-- Dataset records --
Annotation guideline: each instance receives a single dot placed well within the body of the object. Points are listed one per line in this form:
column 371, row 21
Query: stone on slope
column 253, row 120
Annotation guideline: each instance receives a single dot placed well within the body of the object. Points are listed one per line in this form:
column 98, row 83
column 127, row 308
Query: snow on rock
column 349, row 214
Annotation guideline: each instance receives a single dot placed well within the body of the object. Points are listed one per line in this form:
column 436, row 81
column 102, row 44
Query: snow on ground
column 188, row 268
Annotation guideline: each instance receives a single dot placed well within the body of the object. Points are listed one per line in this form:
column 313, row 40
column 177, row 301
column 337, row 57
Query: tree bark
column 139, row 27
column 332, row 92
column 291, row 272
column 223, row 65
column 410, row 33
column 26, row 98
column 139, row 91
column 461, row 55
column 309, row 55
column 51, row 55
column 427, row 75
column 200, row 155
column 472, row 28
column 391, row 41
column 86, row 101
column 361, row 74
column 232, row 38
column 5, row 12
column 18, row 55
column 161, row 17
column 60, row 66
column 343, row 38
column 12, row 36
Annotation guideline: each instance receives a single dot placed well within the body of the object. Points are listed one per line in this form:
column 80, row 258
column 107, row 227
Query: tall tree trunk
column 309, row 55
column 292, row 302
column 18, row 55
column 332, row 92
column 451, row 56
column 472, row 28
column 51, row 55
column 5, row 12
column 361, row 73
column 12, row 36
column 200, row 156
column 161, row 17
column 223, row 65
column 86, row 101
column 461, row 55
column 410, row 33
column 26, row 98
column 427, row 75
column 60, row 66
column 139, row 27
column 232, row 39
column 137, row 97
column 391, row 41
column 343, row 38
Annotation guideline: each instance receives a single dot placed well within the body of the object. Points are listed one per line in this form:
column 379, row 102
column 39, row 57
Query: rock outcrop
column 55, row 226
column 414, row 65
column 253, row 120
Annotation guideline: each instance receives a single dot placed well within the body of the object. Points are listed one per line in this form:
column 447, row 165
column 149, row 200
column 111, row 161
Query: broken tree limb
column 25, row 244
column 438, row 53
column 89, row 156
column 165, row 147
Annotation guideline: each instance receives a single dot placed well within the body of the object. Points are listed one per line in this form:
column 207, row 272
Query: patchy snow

-- Problem to solve --
Having read the entries, repeat them all exactly.

-- Response area --
Annotation guideline: each instance receives a single dot placed well within the body of the object. Points are listed one per line in this form:
column 371, row 21
Query: stone on slope
column 253, row 120
Annotation guideline: each instance receives a single dot placed well within the body of the object. Points are listed one per line in this form:
column 98, row 83
column 127, row 308
Query: snow on rock
column 349, row 214
Annotation guideline: each instance receives a single dot placed well within the body of the object. Points are listed one per line in this form:
column 436, row 81
column 102, row 44
Query: snow on ground
column 188, row 268
Annotation guideline: each instance receives a single dot placed well within the body of the object. Points are listed one per line in this form:
column 313, row 40
column 177, row 301
column 337, row 57
Query: tree bark
column 139, row 27
column 332, row 92
column 291, row 272
column 223, row 65
column 410, row 33
column 26, row 98
column 139, row 91
column 461, row 55
column 309, row 55
column 51, row 55
column 427, row 75
column 200, row 155
column 472, row 28
column 391, row 41
column 86, row 101
column 361, row 74
column 232, row 38
column 5, row 12
column 18, row 55
column 161, row 17
column 60, row 66
column 343, row 38
column 12, row 36
Annotation guideline: each instance receives a single dot placed well within the body of the object. Points are listed one per line in this form:
column 80, row 258
column 107, row 227
Query: tall tree trunk
column 309, row 55
column 292, row 302
column 18, row 55
column 332, row 92
column 451, row 56
column 472, row 28
column 51, row 55
column 5, row 12
column 361, row 73
column 12, row 36
column 200, row 156
column 161, row 17
column 223, row 65
column 86, row 101
column 461, row 55
column 410, row 33
column 26, row 98
column 427, row 75
column 60, row 66
column 139, row 27
column 232, row 39
column 137, row 97
column 391, row 41
column 343, row 38
Annotation guideline: each instance receives a single dot placed well within the body of the object. Points are listed one per line in this form:
column 379, row 102
column 39, row 57
Query: rock outcrop
column 55, row 226
column 414, row 65
column 253, row 120
Annotation guideline: each instance receives a single dot placed well within the body of the object. Points are listed one per line in this form:
column 447, row 165
column 149, row 200
column 111, row 161
Query: broken tree limb
column 25, row 244
column 438, row 53
column 89, row 156
column 165, row 147
Annotation guideline: each instance receives a single dot placed well within the body of the object. Points are listed one per line in this form:
column 207, row 272
Query: patchy snow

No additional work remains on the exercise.